━━ Data for analysis ━━
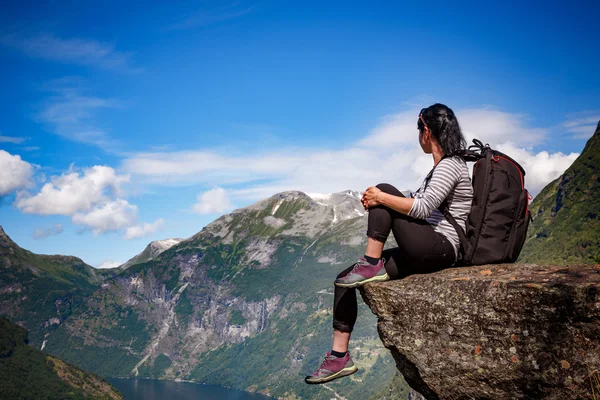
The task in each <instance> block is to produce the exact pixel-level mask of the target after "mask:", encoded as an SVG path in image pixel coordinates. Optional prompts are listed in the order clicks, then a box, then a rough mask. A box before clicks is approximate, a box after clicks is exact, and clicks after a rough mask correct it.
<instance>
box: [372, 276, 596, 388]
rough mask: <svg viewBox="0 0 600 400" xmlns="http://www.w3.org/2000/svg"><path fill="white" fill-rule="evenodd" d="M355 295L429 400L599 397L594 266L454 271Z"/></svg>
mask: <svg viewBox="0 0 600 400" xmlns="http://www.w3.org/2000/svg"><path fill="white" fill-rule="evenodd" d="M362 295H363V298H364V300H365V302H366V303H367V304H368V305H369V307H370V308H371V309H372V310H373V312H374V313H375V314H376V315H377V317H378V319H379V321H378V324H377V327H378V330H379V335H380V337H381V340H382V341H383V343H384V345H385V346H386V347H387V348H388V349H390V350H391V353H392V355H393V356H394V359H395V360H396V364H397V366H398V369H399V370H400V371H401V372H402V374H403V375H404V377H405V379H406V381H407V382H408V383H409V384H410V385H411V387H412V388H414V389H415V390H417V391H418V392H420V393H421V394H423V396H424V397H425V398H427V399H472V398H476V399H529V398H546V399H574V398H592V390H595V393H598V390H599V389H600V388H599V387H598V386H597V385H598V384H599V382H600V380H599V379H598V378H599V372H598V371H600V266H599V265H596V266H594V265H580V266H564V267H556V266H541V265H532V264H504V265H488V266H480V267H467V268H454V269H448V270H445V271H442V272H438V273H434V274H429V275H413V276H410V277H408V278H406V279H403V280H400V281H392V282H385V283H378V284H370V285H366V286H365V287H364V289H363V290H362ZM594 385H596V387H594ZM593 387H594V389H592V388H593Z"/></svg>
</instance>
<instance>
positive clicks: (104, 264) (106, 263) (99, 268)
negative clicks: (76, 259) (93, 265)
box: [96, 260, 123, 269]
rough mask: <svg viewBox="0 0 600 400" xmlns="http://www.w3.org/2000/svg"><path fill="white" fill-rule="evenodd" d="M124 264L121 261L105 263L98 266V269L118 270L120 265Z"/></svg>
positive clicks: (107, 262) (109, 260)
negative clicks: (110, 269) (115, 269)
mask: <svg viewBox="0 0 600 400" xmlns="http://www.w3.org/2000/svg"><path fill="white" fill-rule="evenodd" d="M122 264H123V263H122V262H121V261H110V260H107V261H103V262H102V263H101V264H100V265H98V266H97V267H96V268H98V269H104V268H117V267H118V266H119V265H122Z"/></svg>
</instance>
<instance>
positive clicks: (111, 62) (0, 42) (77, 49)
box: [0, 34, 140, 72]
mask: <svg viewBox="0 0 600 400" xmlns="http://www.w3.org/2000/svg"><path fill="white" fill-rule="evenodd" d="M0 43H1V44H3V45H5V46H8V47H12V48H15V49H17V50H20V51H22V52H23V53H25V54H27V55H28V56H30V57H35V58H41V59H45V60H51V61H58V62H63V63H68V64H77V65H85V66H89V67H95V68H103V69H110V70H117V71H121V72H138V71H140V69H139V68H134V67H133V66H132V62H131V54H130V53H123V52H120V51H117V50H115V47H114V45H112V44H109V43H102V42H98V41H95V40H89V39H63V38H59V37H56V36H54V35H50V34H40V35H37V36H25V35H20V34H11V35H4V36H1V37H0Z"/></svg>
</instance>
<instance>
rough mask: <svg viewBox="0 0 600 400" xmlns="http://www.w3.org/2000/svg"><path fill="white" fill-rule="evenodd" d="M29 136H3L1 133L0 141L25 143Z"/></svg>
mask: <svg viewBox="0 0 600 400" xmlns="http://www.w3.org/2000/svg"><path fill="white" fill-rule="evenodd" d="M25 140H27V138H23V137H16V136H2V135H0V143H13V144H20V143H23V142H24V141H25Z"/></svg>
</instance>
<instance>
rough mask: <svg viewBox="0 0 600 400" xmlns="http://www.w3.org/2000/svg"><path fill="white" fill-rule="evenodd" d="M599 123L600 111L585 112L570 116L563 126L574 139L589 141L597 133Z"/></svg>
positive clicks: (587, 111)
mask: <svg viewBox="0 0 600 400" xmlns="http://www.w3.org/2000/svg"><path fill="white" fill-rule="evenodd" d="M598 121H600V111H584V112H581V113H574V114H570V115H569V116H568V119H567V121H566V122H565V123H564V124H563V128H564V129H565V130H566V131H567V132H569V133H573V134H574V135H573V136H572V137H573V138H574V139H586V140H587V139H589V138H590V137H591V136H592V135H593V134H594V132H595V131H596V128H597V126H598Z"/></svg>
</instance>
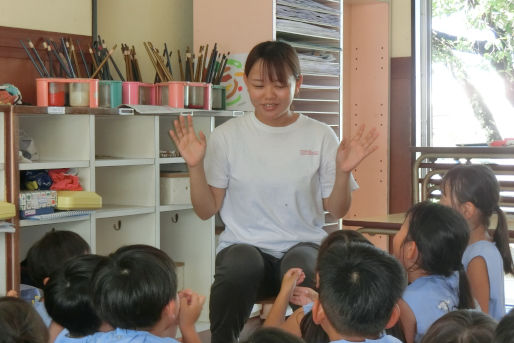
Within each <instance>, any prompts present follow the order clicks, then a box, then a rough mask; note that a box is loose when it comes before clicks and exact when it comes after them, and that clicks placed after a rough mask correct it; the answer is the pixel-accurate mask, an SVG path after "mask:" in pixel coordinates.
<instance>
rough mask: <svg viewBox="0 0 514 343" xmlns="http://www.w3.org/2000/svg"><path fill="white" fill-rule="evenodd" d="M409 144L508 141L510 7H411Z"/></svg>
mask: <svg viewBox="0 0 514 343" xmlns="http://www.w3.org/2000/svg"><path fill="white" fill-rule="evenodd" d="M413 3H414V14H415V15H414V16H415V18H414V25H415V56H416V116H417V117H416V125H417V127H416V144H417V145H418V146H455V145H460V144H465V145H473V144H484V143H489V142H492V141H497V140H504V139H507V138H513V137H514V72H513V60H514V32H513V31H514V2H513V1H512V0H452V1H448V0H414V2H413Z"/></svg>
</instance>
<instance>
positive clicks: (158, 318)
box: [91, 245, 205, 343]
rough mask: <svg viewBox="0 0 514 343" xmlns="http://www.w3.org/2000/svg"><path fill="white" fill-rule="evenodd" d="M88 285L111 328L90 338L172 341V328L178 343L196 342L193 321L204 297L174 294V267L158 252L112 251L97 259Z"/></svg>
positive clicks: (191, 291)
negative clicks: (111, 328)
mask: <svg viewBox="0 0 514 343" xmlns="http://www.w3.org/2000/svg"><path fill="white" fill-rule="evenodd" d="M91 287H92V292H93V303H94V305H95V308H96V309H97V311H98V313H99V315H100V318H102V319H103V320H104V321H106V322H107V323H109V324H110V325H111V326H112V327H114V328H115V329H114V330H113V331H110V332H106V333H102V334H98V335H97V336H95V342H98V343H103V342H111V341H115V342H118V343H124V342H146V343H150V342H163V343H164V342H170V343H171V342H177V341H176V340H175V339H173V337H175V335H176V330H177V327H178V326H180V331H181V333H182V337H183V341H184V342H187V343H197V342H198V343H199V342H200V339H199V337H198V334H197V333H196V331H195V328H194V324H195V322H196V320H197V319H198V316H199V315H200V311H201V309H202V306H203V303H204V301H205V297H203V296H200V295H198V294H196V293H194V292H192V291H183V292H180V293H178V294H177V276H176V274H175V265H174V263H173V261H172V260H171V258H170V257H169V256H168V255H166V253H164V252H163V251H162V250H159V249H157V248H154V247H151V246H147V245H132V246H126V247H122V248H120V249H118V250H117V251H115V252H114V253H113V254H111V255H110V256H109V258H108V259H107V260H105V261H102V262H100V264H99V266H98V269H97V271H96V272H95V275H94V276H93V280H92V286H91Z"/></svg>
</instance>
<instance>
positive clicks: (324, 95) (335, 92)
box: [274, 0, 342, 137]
━━━
# Exercise goal
Would you output each entry exactly and leave the pictures behind?

# Task answer
The task in each <instance> block is to produce the exact pixel-level mask of the target after "mask:", encoded as an SVG path in image pixel coordinates. Optional prompts are listed in the order clicks, then a box, then a rough mask. A box before clicks is approximate, a box after clicks is exact, and clicks after a rough mask correct it.
<instance>
box: [372, 276, 596, 388]
rough mask: <svg viewBox="0 0 600 400" xmlns="http://www.w3.org/2000/svg"><path fill="white" fill-rule="evenodd" d="M355 295L429 400L599 397L594 266L454 271Z"/></svg>
mask: <svg viewBox="0 0 600 400" xmlns="http://www.w3.org/2000/svg"><path fill="white" fill-rule="evenodd" d="M362 295H363V298H364V300H365V302H366V303H367V304H368V305H369V307H370V308H371V309H372V310H373V312H374V313H375V314H376V315H377V317H378V319H379V321H378V324H377V327H378V330H379V335H380V337H381V340H382V341H383V343H384V345H385V346H386V347H387V348H388V349H390V350H391V353H392V355H393V356H394V359H395V360H396V364H397V366H398V369H399V370H400V371H401V372H402V374H403V375H404V377H405V379H406V381H407V382H408V383H409V384H410V385H411V387H412V388H414V389H415V390H417V391H418V392H420V393H421V394H423V396H424V397H425V398H427V399H472V398H476V399H529V398H546V399H574V398H592V390H595V393H598V390H599V389H600V388H599V387H598V386H597V385H598V384H599V382H600V380H599V379H598V378H599V372H598V371H600V266H599V265H596V266H594V265H580V266H564V267H556V266H541V265H532V264H504V265H488V266H480V267H467V268H454V269H448V270H445V271H442V272H438V273H434V274H429V275H413V276H410V277H408V278H406V279H403V280H400V281H392V282H385V283H378V284H370V285H366V286H365V287H364V289H363V290H362ZM594 385H596V387H594ZM593 387H594V389H592V388H593Z"/></svg>
</instance>
<instance>
positive clicks: (104, 264) (106, 263) (99, 268)
negative clicks: (76, 259) (93, 265)
box: [96, 260, 123, 269]
rough mask: <svg viewBox="0 0 600 400" xmlns="http://www.w3.org/2000/svg"><path fill="white" fill-rule="evenodd" d="M124 264L121 261L105 263L98 266V269L118 270L120 265Z"/></svg>
positive clicks: (107, 262) (109, 260)
negative clicks: (110, 269) (115, 269)
mask: <svg viewBox="0 0 600 400" xmlns="http://www.w3.org/2000/svg"><path fill="white" fill-rule="evenodd" d="M122 264H123V263H122V262H121V261H110V260H107V261H103V262H102V263H101V264H100V265H98V266H97V267H96V268H98V269H104V268H117V267H118V266H119V265H122Z"/></svg>
</instance>
<instance>
positive clicks: (111, 62) (0, 42) (77, 49)
box: [0, 34, 140, 72]
mask: <svg viewBox="0 0 600 400" xmlns="http://www.w3.org/2000/svg"><path fill="white" fill-rule="evenodd" d="M0 43H1V44H3V45H5V46H8V47H12V48H15V49H17V50H20V51H22V52H23V53H25V54H27V55H28V56H30V57H35V58H41V59H45V60H51V61H58V62H63V63H68V64H77V65H85V66H89V67H95V68H103V69H110V70H117V71H121V72H138V71H140V69H139V68H134V67H133V66H132V62H131V54H130V53H123V52H120V51H117V50H115V47H114V45H112V44H109V43H102V42H98V41H95V40H89V39H63V38H59V37H56V36H54V35H50V34H40V35H37V36H25V35H20V34H11V35H4V36H1V37H0Z"/></svg>
</instance>
<instance>
rough mask: <svg viewBox="0 0 600 400" xmlns="http://www.w3.org/2000/svg"><path fill="white" fill-rule="evenodd" d="M29 136H3L1 133L0 141L25 143Z"/></svg>
mask: <svg viewBox="0 0 600 400" xmlns="http://www.w3.org/2000/svg"><path fill="white" fill-rule="evenodd" d="M25 140H27V138H23V137H16V136H2V135H0V143H13V144H20V143H23V142H24V141H25Z"/></svg>
</instance>
<instance>
rough mask: <svg viewBox="0 0 600 400" xmlns="http://www.w3.org/2000/svg"><path fill="white" fill-rule="evenodd" d="M599 123L600 111L585 112L570 116L563 126L574 139L589 141L597 133Z"/></svg>
positive clicks: (587, 111)
mask: <svg viewBox="0 0 600 400" xmlns="http://www.w3.org/2000/svg"><path fill="white" fill-rule="evenodd" d="M598 121H600V111H584V112H581V113H574V114H570V115H569V116H568V119H567V121H566V122H565V123H564V124H563V128H564V129H565V130H566V131H567V132H569V133H573V134H574V135H573V136H572V137H573V138H574V139H586V140H587V139H589V138H590V137H591V136H592V135H593V134H594V132H595V131H596V128H597V126H598Z"/></svg>
</instance>
Within each <instance>, any prompts present follow the order clicks, then a box, then a rough mask; note that a box is loose when it comes before clicks and exact when it comes after them, and that clicks placed after a rough mask correct it; the answer is the pixel-accurate mask, an SVG path after "mask:" in pixel coordinates.
<instance>
rough mask: <svg viewBox="0 0 514 343" xmlns="http://www.w3.org/2000/svg"><path fill="white" fill-rule="evenodd" d="M409 144L508 141L510 7H411Z"/></svg>
mask: <svg viewBox="0 0 514 343" xmlns="http://www.w3.org/2000/svg"><path fill="white" fill-rule="evenodd" d="M413 3H414V14H415V15H414V16H415V18H414V25H415V56H416V116H417V117H416V125H417V127H416V144H417V145H418V146H455V145H460V144H465V145H473V144H484V143H489V142H492V141H497V140H504V139H507V138H513V137H514V72H513V60H514V32H513V31H514V2H513V1H512V0H452V1H448V0H414V2H413Z"/></svg>
</instance>
<instance>
positive clicks: (158, 318)
box: [91, 245, 205, 343]
rough mask: <svg viewBox="0 0 514 343" xmlns="http://www.w3.org/2000/svg"><path fill="white" fill-rule="evenodd" d="M88 285L111 328L90 338L172 341V328L178 343L196 342L193 321L204 297L174 294V267L158 252L112 251L97 259Z"/></svg>
positive clicks: (191, 291)
negative clicks: (111, 328)
mask: <svg viewBox="0 0 514 343" xmlns="http://www.w3.org/2000/svg"><path fill="white" fill-rule="evenodd" d="M91 287H92V292H93V303H94V305H95V308H96V309H97V311H98V313H99V315H100V318H102V319H103V320H104V321H106V322H107V323H109V324H110V325H111V326H112V327H114V328H115V329H114V330H113V331H110V332H106V333H102V334H98V335H97V336H95V342H98V343H103V342H111V341H115V342H118V343H124V342H146V343H150V342H163V343H164V342H170V343H171V342H177V341H176V340H175V339H173V337H175V335H176V330H177V327H178V326H180V331H181V333H182V337H183V341H184V342H187V343H197V342H198V343H199V342H200V339H199V337H198V334H197V333H196V331H195V328H194V324H195V322H196V320H197V319H198V316H199V315H200V311H201V309H202V306H203V303H204V301H205V297H203V296H200V295H198V294H196V293H194V292H192V291H183V292H180V293H178V294H177V276H176V274H175V265H174V263H173V261H172V260H171V258H170V257H169V256H168V255H166V253H164V252H163V251H162V250H159V249H157V248H154V247H151V246H147V245H132V246H126V247H122V248H120V249H118V250H117V251H115V252H114V253H113V254H111V255H110V256H109V258H108V259H107V260H105V261H102V262H100V264H99V266H98V269H97V271H96V272H95V275H94V276H93V280H92V286H91Z"/></svg>
</instance>
<instance>
positive clicks: (324, 95) (335, 92)
box: [274, 0, 342, 137]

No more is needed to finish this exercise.